— START OF Passage given —
Used Book Time Again

Brad Goins Thursday, March 30, 2017 Comments Off on Used Book Time Again
Used Book Time Again

Loyal readers know the Up Fronter always keeps the public informed about the annual used book sale in the gym at Good Shepherd Episcopal Church. This year’s monster sale is set for March 24-26. Hours are Friday 8 am-6 pm, Saturday 9 am-3 pm and Sunday noon-3 pm. As I never tire of telling people, Sunday’s the day when you can buy a full bag of books for $5.

If you make it on the first day, you’ll be able to choose from more than 20,000 books priced from $.50 to $3. A small number of collectibles cost a bit more. You’ll also be able to buy CDs and DVDs.

You can get to the sale by going through the drive-through entrance on the side of the church. Just follow the signs.

Proceeds are always given to local charities. The sale is closing in on a total of $100,000 donated.

For more info, go to Facebook # goodshepherdusedbooksale.

New N.O. History

Gretna’s Pelican Publishing is out with a batch of new releases. Of particular interest is An Oral History Of The New Orleans Ninth Ward. Although author Caroline Gerdes lives in Seattle, she grew up in N.O.

New Orleans’ history of employing quite a few guides for tours of haunted places may have inspired Pelican to publish a new travel memoir: Drawn To The Dark: Explorations In Scare Tourism Around The World by Chris Kullstroem. Kullstroem travels from Mexico’s Day of the Dead to Germany’s Brocken Mountain on Walpurgis Night to the abode of Krampus in Austria.

Although Pelican has no other books by Kullstroem, it has at least half a dozen additional titles about hauntings and ghosts. Especially good-looking is a book called A Ghost Watcher’s Guide To Ireland.

Learn more at pelican.com.

Guidry Makes Hi-Fructose

Pop surrealism is almost certainly the best known art movement in the U.S. today. The two big magazines chronicling the movement are Juxtapoz and Hi-Fructose. In its last issue, Hi-Fructose devoted a major story to Southwest Louisiana’s premier surrealist — Lafayette’s Amy Guidry.
— END OF Passage given —
— START OF Records provided —
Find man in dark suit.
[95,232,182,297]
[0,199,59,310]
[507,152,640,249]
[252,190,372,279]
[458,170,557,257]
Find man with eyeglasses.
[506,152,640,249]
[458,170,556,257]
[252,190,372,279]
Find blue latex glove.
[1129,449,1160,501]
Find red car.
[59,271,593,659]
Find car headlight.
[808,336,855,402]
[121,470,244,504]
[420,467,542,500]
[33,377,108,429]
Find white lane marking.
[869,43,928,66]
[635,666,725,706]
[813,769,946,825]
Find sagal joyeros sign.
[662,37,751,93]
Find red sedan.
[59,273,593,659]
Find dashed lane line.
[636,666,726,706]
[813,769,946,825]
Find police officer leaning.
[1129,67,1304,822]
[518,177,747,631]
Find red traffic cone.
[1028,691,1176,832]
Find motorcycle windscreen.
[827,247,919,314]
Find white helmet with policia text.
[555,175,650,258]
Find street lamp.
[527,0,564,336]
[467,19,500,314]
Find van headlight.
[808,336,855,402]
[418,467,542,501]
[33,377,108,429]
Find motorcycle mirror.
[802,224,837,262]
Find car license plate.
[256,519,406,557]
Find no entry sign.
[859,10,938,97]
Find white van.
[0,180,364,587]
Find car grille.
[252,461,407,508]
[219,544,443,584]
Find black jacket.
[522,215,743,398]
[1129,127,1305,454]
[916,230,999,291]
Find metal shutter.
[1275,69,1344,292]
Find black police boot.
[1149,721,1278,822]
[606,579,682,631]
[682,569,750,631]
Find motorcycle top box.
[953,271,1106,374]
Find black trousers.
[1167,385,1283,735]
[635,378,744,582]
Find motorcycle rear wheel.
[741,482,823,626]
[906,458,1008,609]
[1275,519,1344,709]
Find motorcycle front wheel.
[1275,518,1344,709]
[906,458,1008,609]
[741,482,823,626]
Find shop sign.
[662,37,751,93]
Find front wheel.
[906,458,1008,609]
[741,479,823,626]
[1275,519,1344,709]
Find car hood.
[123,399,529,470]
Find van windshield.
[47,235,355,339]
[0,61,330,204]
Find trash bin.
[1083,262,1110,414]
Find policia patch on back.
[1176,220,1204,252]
— END OF Records provided —
Goal:
Which book titles does the column about the church book sale and Pelican's new releases name? None of the data matters here.

Final result:
- An Oral History Of The New Orleans Ninth Ward
- Drawn To The Dark: Explorations In Scare Tourism Around The World
- A Ghost Watcher's Guide To Ireland